DATA IN THIS EXERCISE Start Marker

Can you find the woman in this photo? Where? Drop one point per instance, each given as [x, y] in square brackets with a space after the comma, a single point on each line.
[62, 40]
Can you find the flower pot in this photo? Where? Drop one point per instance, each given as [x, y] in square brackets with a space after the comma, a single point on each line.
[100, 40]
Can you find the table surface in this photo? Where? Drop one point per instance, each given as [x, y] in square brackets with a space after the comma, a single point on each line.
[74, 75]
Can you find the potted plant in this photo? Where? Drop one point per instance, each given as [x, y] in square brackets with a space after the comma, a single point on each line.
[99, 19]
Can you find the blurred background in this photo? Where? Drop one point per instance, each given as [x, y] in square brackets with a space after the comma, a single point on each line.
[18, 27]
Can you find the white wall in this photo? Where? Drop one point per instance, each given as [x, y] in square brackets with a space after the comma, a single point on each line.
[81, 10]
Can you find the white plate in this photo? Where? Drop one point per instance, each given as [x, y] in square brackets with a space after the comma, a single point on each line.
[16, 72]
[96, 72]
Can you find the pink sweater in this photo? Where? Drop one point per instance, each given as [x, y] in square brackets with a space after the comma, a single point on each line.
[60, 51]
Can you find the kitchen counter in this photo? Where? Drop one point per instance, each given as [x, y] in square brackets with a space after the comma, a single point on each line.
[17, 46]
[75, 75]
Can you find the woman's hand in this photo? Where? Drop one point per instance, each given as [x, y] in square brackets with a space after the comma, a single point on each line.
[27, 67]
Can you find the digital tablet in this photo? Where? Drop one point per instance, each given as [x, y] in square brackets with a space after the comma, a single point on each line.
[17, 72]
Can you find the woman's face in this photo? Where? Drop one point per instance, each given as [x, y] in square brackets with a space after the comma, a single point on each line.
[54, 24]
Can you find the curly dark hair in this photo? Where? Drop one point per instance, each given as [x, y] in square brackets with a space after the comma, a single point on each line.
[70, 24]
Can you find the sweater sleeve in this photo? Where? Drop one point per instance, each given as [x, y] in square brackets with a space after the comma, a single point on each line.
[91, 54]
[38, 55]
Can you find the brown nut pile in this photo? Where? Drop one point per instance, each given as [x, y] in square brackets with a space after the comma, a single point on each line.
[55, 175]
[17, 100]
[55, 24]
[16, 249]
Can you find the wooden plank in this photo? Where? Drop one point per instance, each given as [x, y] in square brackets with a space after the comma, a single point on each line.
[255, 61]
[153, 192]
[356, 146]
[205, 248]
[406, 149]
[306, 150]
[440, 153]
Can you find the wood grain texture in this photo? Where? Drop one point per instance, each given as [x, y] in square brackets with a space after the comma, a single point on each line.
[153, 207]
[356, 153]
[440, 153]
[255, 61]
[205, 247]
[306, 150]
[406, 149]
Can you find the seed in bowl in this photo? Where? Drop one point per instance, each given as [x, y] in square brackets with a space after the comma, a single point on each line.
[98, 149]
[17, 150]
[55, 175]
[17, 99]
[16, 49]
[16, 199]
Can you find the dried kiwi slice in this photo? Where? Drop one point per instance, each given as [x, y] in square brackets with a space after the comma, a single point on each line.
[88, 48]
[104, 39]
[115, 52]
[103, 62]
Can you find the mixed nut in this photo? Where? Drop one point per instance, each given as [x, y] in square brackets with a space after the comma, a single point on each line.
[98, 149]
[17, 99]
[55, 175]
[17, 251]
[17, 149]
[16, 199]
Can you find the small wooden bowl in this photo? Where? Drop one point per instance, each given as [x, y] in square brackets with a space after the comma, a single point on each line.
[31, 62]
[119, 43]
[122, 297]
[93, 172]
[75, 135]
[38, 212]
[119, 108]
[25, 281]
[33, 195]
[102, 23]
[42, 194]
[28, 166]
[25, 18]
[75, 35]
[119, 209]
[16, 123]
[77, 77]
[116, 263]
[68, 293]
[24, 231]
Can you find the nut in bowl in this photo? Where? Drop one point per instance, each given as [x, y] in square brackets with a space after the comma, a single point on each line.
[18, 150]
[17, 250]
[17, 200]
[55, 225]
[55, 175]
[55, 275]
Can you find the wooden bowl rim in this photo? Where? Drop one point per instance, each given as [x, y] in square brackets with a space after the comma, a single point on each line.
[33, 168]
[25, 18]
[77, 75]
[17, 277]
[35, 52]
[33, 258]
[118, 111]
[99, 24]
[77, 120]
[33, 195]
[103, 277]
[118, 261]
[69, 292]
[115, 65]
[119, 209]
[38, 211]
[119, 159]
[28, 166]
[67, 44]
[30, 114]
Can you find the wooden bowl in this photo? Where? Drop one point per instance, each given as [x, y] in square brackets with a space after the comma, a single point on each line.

DATA IN THIS EXERCISE End Marker

* [WHAT NEEDS TO BE DONE]: The answer must be every entry, reproduced exactly.

* [ANSWER]:
Can you find the woman in this photo? Where? Drop one point per instance, each given as [x, y] in square brackets with a space after the comma, a single point on each line.
[62, 40]
Can you find the flower pot in this photo? Where? Drop one point per instance, each given as [x, y] in square brackets with a space after the comma, a single point on each line.
[100, 40]
Can you find the table surface in this photo? Where? Drop one point per instance, each given as [x, y] in square brackets with a space after the comma, a single point on each line.
[74, 75]
Can you find the potted plant in this photo? Where? Drop one point per instance, each given as [x, y] in square brackets with a space after the comma, a single point on each line.
[99, 19]
Can you find the blurred background in this photo? Where? Drop one point per instance, each given as [x, y] in square brackets with a space after the comma, a single point on each line.
[18, 27]
Can you find the white wall in this photo? Where? Drop one point per instance, each given as [x, y] in square brackets with a space after the comma, a single point on each line.
[81, 10]
Can you find the white plate in this photo? Where? Drop one point per instance, each given as [x, y] in square brackets with a space after the comma, a single point on each line.
[16, 72]
[96, 72]
Can you find the pink sweater in this photo? Where? Drop one point per instance, each given as [x, y] in square brackets with a space after the comma, a single point on each line.
[60, 51]
Can you find the kitchen counter in this photo? Where? Drop one point per instance, each given as [x, y] in square brackets with a space after the comma, a single point on each line.
[17, 46]
[75, 75]
Can you find the woman's hand in this photo? Where? Drop one point per instance, each given as [x, y] in square brackets with a space after the comma, a single point on each line.
[27, 67]
Can you find the digital tablet in this photo? Where? Drop one point per instance, each given as [x, y] in square brackets with a space after the comma, a single point on each line.
[17, 72]
Can you find the woman's face in this photo? Where? Drop one point per instance, each given as [x, y] in square brackets with a space after the comma, a single point on each line.
[54, 24]
Can you find the curly dark hair in this photo? Where? Drop one point per instance, each given as [x, y] in square brackets with a space after the comma, a single point on each line.
[70, 24]
Can you find the sweater sleeve in this photo? Where? Drop one point per instance, each given as [x, y] in square brackets with a space after the comma, a single point on each line.
[91, 54]
[38, 55]
Can you find the brown nut pile in this photo? Where? Drop one point per instance, each given as [x, y] in square brackets with a space after the comma, a single point on each line.
[55, 175]
[17, 100]
[55, 24]
[16, 249]
Can you find the wooden plank in this photo? Where? Drop one point per instance, each given as [x, y] in square brackets with a space after the comma, a single point on each line.
[255, 61]
[153, 192]
[356, 146]
[205, 248]
[406, 149]
[306, 150]
[440, 153]
Can you find the wood grain texture in this photo? Where? Drop one point per instance, each given as [x, y] in square brackets with a space after the comma, a single point on each line.
[153, 207]
[356, 153]
[440, 153]
[255, 61]
[205, 247]
[306, 150]
[406, 149]
Can you find the seed in bowl in this photo? Where? Drop one point per instance, each given as [x, y] in square brackets with a space after the comma, a single point on each line.
[98, 149]
[17, 150]
[55, 175]
[17, 99]
[16, 49]
[16, 199]
Can you find the dried kiwi slice in this photo? Where? Drop one point per instance, each given as [x, y] in square brackets with a space after the comma, a single point on each line.
[88, 48]
[104, 39]
[115, 52]
[103, 62]
Can you find the mixed nut in this photo? Where? Drop one point per instance, each given as [x, y] in square brackets with a space after the comma, a single point on each line.
[98, 149]
[17, 99]
[55, 175]
[17, 251]
[17, 149]
[16, 199]
Can you find the small wooden bowl in this photo? Where? Drop one point per instance, each given as [x, y] in square brackets with a space after the comma, a single point on each line.
[31, 62]
[119, 43]
[122, 297]
[93, 172]
[75, 135]
[38, 212]
[119, 108]
[25, 281]
[33, 195]
[102, 23]
[42, 194]
[28, 166]
[25, 18]
[75, 35]
[119, 209]
[16, 123]
[77, 77]
[116, 263]
[68, 293]
[24, 231]
Can you find the nut in bowl in this photo? Where? Drop one point per instance, each given as [x, y] in square brackets with a space after the comma, a single point on each line.
[18, 150]
[17, 250]
[17, 200]
[55, 225]
[55, 175]
[55, 275]
Can you find the wooden bowl rim in this photo? Where? Drop one point per instance, each given as [x, y] in square brackets with a space after the comma, a single point on each line.
[33, 168]
[25, 18]
[77, 75]
[17, 277]
[35, 52]
[33, 258]
[118, 111]
[99, 24]
[77, 120]
[33, 195]
[103, 277]
[118, 261]
[69, 292]
[115, 65]
[119, 209]
[38, 211]
[119, 159]
[28, 166]
[67, 44]
[30, 114]
Can you find the wooden bowl in this photo? Where? Drop one point per instance, each given as [x, y] in square brackets with a space after the comma, a single point on each line.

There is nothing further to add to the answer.